Detection items:
* Begin *
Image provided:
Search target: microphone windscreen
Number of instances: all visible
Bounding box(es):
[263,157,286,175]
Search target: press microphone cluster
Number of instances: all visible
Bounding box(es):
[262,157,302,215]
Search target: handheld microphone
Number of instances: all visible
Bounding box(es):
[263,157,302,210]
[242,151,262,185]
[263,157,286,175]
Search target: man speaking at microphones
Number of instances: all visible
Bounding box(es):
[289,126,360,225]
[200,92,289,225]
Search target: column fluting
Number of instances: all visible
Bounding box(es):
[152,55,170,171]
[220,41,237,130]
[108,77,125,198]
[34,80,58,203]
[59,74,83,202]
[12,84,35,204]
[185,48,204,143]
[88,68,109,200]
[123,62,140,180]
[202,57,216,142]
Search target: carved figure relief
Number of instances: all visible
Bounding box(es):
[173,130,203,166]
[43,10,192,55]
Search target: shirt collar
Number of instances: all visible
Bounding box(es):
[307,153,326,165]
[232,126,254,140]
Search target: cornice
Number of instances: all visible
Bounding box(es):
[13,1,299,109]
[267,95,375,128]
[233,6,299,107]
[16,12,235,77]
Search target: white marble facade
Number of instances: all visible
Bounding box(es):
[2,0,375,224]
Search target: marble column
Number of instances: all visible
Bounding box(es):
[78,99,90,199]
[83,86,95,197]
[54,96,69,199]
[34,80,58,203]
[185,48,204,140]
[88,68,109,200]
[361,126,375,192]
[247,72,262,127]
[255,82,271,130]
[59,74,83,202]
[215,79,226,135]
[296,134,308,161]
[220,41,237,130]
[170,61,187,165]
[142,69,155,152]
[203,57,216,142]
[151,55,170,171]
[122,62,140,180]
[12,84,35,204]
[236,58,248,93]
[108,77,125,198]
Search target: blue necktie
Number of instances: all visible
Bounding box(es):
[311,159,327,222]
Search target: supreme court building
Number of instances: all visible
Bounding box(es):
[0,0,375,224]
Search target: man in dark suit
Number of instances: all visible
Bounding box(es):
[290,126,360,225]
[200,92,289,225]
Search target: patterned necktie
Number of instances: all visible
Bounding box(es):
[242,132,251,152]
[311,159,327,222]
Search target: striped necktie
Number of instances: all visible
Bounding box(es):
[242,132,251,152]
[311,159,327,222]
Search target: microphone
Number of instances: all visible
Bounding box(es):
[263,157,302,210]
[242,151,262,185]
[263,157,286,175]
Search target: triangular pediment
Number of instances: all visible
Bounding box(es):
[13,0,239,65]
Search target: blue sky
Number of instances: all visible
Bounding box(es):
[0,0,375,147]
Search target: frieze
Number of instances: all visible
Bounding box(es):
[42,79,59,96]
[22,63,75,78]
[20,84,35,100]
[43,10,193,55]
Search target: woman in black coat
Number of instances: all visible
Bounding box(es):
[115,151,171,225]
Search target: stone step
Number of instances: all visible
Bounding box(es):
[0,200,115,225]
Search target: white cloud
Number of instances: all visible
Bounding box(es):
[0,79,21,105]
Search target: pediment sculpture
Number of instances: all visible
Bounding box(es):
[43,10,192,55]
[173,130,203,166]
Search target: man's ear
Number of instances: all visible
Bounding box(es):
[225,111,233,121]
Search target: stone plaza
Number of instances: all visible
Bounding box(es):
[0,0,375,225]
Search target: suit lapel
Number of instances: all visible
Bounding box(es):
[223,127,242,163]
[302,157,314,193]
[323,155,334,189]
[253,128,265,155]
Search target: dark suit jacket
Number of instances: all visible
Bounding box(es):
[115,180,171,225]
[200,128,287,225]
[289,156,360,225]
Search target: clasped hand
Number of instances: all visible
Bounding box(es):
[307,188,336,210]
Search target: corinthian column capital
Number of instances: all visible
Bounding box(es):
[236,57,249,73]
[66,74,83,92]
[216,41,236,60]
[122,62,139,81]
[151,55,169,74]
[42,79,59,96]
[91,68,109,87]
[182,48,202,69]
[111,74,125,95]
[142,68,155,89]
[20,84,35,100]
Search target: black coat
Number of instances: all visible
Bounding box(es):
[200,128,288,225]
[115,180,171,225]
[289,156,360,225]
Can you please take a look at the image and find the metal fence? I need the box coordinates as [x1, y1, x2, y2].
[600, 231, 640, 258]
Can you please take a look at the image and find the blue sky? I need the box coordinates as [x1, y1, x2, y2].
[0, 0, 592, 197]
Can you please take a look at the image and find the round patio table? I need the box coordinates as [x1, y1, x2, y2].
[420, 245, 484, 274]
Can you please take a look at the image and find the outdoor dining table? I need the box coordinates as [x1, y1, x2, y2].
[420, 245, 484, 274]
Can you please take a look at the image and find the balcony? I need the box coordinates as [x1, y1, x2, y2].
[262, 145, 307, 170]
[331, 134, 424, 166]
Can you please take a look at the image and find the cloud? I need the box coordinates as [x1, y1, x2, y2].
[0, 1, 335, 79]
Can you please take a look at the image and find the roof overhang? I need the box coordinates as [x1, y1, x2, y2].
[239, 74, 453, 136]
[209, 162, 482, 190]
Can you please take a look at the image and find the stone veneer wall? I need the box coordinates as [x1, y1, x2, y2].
* End *
◆ Exercise description: Copy all of the items above without any changes.

◆ Written answer:
Image provided:
Search target: microphone windscreen
Number of instances: all visible
Bounding box(es):
[263,157,286,175]
Search target: press microphone cluster
Number of instances: all visible
Bounding box(es):
[262,157,302,215]
Search target: handheld microphone
Number of instances: all visible
Bounding box(es):
[263,157,302,210]
[242,151,262,185]
[263,157,286,175]
Search target: man speaking at microphones
Number of instances: all visible
Bounding box(es):
[289,126,360,225]
[200,92,289,225]
Search target: column fluting
Number of instances: all visible
Bounding box(es):
[152,55,170,171]
[220,41,237,130]
[108,77,125,198]
[34,80,58,203]
[59,74,83,202]
[12,84,35,204]
[185,48,204,143]
[88,68,109,200]
[123,62,140,180]
[202,57,216,142]
Search target: carved figure relief
Number of instances: all visible
Bounding box(es):
[173,130,203,166]
[43,10,192,55]
Search target: shirt collar
Number of instances: all visible
Bounding box(es):
[307,153,326,165]
[232,126,254,140]
Search target: cornice
Number of instances: all visible
Bounding box(es):
[13,1,299,109]
[267,95,375,128]
[233,6,299,107]
[16,12,235,77]
Search target: white marble facade
Number of instances: all visible
Bounding box(es):
[2,0,375,224]
Search target: marble column
Number of instances: all visible
Bounding box(es):
[78,99,90,199]
[83,86,95,197]
[54,96,69,199]
[34,80,58,203]
[185,48,204,140]
[88,68,109,200]
[361,126,375,192]
[247,72,262,127]
[255,82,271,130]
[59,74,83,202]
[215,79,226,135]
[296,134,308,161]
[220,41,237,130]
[170,61,187,165]
[142,69,155,152]
[203,57,216,142]
[151,55,170,171]
[122,62,140,180]
[12,84,35,204]
[236,58,248,93]
[108,77,125,198]
Search target: blue necktie
Number of instances: all visible
Bounding box(es):
[311,159,327,222]
Search target: supreme court building
Number of instances: all visible
Bounding box(es):
[0,0,375,224]
Search target: man in dark suit
Number of instances: all visible
Bounding box(es):
[290,126,360,225]
[200,92,289,225]
Search target: patterned necktie
Number of instances: all visible
Bounding box(es):
[242,132,251,152]
[311,159,327,222]
Search target: striped necktie
Number of instances: all visible
Bounding box(es):
[242,132,251,152]
[311,159,327,222]
Search target: microphone
Number of instances: all visible
Bounding box(es):
[263,157,302,210]
[242,151,262,185]
[263,157,286,175]
Search target: triangular pediment
Number of instances: all visible
Bounding box(es):
[13,0,239,65]
Search target: blue sky
Number of instances: all visible
Bounding box(es):
[0,0,375,147]
Search target: frieze
Number of instances: all visible
Bounding box(es):
[42,79,59,96]
[22,63,75,78]
[20,84,35,100]
[43,10,193,55]
Search target: woman in black coat
Number of instances: all visible
Bounding box(es):
[115,151,171,225]
Search target: stone step
Number of instances: all visible
Bounding box(es):
[0,200,115,225]
Search target: white cloud
Number of instances: all visible
Bounding box(es):
[0,79,21,105]
Search target: pediment sculpture
Number of instances: all visible
Bounding box(es):
[43,10,192,55]
[173,130,203,166]
Search target: man's ear
Number of instances: all visible
Bounding box(es):
[225,111,233,121]
Search target: stone plaza
Number of instances: all visible
Bounding box(es):
[0,0,375,225]
Search target: suit lapel
Number of instances: all visible
Bounding box(es):
[223,127,242,163]
[302,157,314,193]
[323,155,334,189]
[253,128,265,155]
Search target: dark suit jacket
Number of instances: all visible
Bounding box(es):
[115,180,171,225]
[200,128,287,225]
[289,156,360,225]
Search target: clasped hand
Number of instances: all visible
Bounding box(es):
[307,188,336,210]
Search target: corinthian column capital
Number of instances: all visible
Bounding box(es):
[236,57,249,73]
[66,74,83,92]
[216,41,236,60]
[122,62,139,81]
[151,55,169,74]
[42,79,59,96]
[91,68,109,87]
[182,48,202,69]
[111,74,125,95]
[142,68,155,89]
[20,84,35,100]
Search target: black coat
Number of instances: all visible
Bounding box(es):
[200,128,288,225]
[115,180,171,225]
[289,156,360,225]
Can you please take a look at the image and find the metal fence? I need the box coordinates as [x1, y1, x2, y2].
[600, 231, 640, 258]
Can you please take a look at the image and find the blue sky? I need the box coordinates as [x1, y1, x2, y2].
[0, 0, 592, 197]
Can you please take a look at the image and find the round patio table? I need the box coordinates as [x1, y1, x2, y2].
[420, 245, 484, 274]
Can you please take a look at the image and find the outdoor dining table? I need the box coordinates as [x1, y1, x2, y2].
[420, 245, 484, 274]
Can you please take a look at the image and find the balcony? I need the box coordinates as [x1, y1, x2, y2].
[262, 145, 307, 170]
[331, 134, 424, 166]
Can you please take a look at the image and find the cloud? I need the box coordinates as [x1, y1, x2, y2].
[0, 1, 335, 79]
Can you please take a look at the image and find the roof overhang? I need the box coordinates as [x1, y1, x2, y2].
[239, 74, 453, 136]
[209, 162, 482, 190]
Can you please take a look at the image and find the stone veneer wall? I need the box coordinates as [x1, y1, x2, y2].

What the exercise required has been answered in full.